━━━━━ EXERCISE INPUTS ━━━━━

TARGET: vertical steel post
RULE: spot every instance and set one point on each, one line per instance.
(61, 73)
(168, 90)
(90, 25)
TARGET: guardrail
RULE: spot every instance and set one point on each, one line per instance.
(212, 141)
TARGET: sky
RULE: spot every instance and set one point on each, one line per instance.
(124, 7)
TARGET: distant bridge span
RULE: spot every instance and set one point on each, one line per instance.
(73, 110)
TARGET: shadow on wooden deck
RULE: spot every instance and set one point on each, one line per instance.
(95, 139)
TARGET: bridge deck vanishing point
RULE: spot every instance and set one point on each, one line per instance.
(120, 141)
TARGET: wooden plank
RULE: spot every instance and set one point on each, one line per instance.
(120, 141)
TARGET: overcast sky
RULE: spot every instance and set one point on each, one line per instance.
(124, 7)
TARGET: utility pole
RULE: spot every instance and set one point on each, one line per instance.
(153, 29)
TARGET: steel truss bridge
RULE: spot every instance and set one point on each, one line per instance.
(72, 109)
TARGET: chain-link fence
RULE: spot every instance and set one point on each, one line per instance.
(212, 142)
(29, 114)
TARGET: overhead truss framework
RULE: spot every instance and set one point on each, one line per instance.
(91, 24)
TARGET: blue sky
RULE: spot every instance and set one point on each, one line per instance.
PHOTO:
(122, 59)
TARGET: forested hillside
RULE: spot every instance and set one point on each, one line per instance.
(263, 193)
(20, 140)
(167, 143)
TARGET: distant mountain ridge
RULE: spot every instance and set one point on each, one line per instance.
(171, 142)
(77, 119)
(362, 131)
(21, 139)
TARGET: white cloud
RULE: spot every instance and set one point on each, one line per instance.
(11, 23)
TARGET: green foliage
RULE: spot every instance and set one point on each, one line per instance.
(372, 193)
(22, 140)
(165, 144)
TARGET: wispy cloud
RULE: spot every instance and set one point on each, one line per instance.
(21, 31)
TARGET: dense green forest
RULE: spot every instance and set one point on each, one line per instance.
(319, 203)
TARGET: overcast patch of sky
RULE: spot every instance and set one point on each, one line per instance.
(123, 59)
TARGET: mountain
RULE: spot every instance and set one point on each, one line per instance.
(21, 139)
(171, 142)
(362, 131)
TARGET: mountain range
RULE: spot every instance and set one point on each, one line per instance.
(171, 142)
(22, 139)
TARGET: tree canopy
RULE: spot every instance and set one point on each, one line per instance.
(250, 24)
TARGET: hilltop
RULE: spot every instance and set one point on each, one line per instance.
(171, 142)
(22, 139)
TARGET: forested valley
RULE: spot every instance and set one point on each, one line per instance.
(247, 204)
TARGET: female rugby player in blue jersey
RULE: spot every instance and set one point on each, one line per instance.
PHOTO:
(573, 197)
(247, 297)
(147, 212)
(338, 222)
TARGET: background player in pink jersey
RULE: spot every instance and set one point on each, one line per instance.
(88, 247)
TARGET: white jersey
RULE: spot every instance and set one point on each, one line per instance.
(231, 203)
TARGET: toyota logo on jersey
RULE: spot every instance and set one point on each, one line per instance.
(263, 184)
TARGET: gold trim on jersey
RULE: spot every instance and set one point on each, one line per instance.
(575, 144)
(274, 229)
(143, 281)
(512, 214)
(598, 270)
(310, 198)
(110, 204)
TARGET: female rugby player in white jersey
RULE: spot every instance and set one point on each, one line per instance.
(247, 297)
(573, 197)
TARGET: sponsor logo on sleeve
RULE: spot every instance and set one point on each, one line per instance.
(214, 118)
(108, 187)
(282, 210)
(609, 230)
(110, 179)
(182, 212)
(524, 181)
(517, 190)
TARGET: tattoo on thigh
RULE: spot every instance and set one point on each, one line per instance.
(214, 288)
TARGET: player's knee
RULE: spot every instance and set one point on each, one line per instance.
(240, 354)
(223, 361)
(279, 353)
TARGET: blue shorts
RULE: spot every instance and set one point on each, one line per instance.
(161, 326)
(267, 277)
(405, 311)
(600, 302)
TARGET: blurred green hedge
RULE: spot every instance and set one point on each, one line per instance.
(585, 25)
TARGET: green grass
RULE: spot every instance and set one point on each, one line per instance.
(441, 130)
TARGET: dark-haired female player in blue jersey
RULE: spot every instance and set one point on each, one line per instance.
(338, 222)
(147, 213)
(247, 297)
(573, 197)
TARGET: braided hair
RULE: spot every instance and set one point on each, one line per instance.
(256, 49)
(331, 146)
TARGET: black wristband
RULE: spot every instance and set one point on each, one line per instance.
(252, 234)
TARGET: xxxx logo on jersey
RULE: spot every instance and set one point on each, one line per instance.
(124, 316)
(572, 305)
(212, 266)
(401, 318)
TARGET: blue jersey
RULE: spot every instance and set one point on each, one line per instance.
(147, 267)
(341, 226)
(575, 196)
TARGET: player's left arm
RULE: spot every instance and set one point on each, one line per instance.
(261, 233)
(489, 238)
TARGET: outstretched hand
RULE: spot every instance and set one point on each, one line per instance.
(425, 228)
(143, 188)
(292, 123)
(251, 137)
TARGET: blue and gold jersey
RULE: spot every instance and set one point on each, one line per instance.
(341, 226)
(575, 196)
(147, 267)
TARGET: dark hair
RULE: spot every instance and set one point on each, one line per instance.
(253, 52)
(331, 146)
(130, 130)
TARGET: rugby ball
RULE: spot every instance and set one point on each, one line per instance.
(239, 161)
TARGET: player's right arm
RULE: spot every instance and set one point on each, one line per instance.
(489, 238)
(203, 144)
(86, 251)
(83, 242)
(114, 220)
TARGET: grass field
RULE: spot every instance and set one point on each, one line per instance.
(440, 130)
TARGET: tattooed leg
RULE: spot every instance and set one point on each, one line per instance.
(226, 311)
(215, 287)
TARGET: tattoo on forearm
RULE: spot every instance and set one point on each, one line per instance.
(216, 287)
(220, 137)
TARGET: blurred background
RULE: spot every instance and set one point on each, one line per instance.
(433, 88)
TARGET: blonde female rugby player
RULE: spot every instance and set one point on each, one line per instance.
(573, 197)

━━━━━

The reply should hold only the lines of the listing above starting at the line containing "TARGET: white jersey" and ending at the line containing "TARGET: tattoo on thigh", exactly as written.

TARGET: white jersey
RULE: spot every instance and set one point on each, one line per instance.
(231, 203)
TARGET: toyota logo on jersey
RULE: spot every instance and set one point on each, one line per instance.
(263, 184)
TARGET: gold trim on jersey
RULE: spot every instance and set one point on each, one line per instance.
(575, 144)
(274, 229)
(143, 281)
(512, 214)
(598, 270)
(310, 198)
(110, 204)
TARGET: female rugby player in white jersey
RULE: spot every instance and set one point on each, one line per instance.
(247, 297)
(573, 197)
TARGET: sponsor logo on sleeve
RULE: spot every instance and set one point on each, one line per instance.
(214, 118)
(108, 187)
(282, 210)
(609, 230)
(110, 179)
(182, 212)
(524, 181)
(517, 190)
TARGET: tattoo on thigh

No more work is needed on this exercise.